▶ **Text block**
5.1 One filtering condition
SQL statement:
SELECT *
FROM customer_table
WHERE gender='Female';
Output:
id | age | gender
- — + — — + — — — —
1 | 27 | Female
2 | 27 | Female
3 | 45 | Female
6 | 43 | Female
7 | 28 | Female
12 | 32 | Female
(6 rows)
Python:
customer_table.loc[customer_table['gender']=='Female']
R:
customer_table %>% filter(gender=='Female')
5.2 Multiple filtering conditions
SQL statement:
SELECT *
FROM customer_table
WHERE gender='Female' AND age>30;
Output:
id | age | gender
— — + — — + — — — —
3 | 45 | Female
6 | 43 | Female
12 | 32 | Female
(3 rows)
Python:
customer_table.loc[(customer_table['gender']=='Female') & (customer_table['age']>30)]
R:
customer_table %>% filter(gender=='Female' & age>30)
6. ORDER BY
- The ORDER BY⁴ command is used to sort the result set in ascending or descending orde,r based on the value of one or multiple columns. By default, it sorts the rows in acending order.
- In Python, we can sort the results with pandas.DataFrame.sort_values()³ , while in R the arrange()¹⁴ function can be used. For both Python and R the default ordering condition is ascending.
6.1 Order by one column
SQL statement:
SELECT *
FROM customer_table
ORDER BY age;
Output:
id | age | gender
— — + — — + — — — —
4 | 18 | Male
9 | 19 | Male
10 | 21 | Male
13 | 23 | Male
5 | 23 | Male
11 | 24 | Male
1 | 27 | Female
2 | 27 | Female
8 | 27 | Male
7 | 28 | Female
12 | 32 | Female
6 | 43 | Female
3 | 45 | Female
(13 rows)

▶ **Brief 1**
Select every line of the listing that contains the string "scarf", treating uppercase and lowercase as different.
The text and the listing were taken from unrelated sources.

▶ **Recorded data**

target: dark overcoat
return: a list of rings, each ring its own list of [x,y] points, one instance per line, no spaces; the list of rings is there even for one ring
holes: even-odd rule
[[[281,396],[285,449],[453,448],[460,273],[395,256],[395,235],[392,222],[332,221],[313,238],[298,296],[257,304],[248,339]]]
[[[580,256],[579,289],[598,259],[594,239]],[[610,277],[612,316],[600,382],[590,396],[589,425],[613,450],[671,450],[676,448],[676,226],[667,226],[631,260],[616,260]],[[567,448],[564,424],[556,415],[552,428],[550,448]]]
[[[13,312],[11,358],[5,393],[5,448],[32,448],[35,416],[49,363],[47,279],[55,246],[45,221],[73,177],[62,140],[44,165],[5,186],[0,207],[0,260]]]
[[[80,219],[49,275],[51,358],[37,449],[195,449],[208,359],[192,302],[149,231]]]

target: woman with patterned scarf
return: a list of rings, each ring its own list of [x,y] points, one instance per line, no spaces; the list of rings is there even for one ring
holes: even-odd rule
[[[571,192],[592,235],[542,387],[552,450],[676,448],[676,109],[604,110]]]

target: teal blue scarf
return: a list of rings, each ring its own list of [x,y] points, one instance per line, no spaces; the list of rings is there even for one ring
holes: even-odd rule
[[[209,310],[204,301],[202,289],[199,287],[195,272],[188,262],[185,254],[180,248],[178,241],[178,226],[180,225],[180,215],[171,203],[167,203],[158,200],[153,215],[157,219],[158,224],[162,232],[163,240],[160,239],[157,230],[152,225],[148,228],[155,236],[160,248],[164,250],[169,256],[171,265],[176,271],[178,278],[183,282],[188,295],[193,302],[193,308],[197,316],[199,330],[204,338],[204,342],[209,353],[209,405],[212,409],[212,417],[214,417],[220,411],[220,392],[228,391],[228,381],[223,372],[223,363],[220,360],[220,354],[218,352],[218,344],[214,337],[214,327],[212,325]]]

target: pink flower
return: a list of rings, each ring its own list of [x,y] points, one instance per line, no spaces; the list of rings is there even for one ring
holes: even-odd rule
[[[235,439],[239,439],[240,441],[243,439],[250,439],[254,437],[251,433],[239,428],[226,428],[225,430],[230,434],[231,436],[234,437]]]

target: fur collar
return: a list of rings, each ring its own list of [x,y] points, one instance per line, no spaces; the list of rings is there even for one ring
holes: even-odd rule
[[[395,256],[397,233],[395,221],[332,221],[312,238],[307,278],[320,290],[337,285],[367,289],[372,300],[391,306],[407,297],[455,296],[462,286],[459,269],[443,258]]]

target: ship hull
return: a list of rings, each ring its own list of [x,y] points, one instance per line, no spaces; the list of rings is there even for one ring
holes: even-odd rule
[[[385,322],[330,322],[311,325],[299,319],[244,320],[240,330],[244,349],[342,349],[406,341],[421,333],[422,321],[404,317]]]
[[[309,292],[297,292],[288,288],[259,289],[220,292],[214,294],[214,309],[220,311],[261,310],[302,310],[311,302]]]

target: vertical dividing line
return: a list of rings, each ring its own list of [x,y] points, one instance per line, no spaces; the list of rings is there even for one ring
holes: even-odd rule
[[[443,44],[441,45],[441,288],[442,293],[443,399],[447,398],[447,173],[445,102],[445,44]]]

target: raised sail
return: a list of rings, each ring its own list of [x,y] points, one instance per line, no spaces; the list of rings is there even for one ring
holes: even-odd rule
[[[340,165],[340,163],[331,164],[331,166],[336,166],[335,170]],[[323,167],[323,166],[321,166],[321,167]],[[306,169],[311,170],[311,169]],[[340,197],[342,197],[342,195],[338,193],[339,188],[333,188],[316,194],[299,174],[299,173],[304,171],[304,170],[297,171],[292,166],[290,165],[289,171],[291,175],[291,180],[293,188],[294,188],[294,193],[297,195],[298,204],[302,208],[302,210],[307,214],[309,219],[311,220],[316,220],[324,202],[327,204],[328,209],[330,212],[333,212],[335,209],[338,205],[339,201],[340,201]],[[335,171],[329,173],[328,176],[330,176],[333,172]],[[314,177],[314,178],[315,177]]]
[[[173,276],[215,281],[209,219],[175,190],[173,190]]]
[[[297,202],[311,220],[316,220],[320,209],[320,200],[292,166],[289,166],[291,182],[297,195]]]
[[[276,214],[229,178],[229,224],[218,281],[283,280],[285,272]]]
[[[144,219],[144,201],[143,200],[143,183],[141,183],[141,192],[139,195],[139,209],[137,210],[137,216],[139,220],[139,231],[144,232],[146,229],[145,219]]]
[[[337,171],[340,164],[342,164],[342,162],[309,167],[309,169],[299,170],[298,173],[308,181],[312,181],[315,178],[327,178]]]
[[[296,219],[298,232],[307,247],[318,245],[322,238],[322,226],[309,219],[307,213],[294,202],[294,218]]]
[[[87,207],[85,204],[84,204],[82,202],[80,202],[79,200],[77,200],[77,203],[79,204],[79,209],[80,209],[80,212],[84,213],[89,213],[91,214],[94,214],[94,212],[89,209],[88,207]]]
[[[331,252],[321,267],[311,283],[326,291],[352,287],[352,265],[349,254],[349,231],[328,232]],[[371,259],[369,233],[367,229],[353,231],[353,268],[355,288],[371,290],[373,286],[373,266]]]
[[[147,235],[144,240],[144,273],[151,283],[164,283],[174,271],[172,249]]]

▶ **Brief 2**
Check each statement against the SQL filtering and sorting text and answer yes or no, quoting the exact words that decide it. (a) The query with two filtering conditions returns three rows. (b) In R, the arrange() function sorts in descending order by default. (c) The ORDER BY example sorts the table by the gender column.

▶ **Exercise answer 1**
target: woman with patterned scarf
target: teal blue scarf

▶ **Exercise answer 2**
(a) Yes: "(3 rows)"
(b) No: "For both Python and R the default ordering condition is ascending."
(c) No: "ORDER BY age;"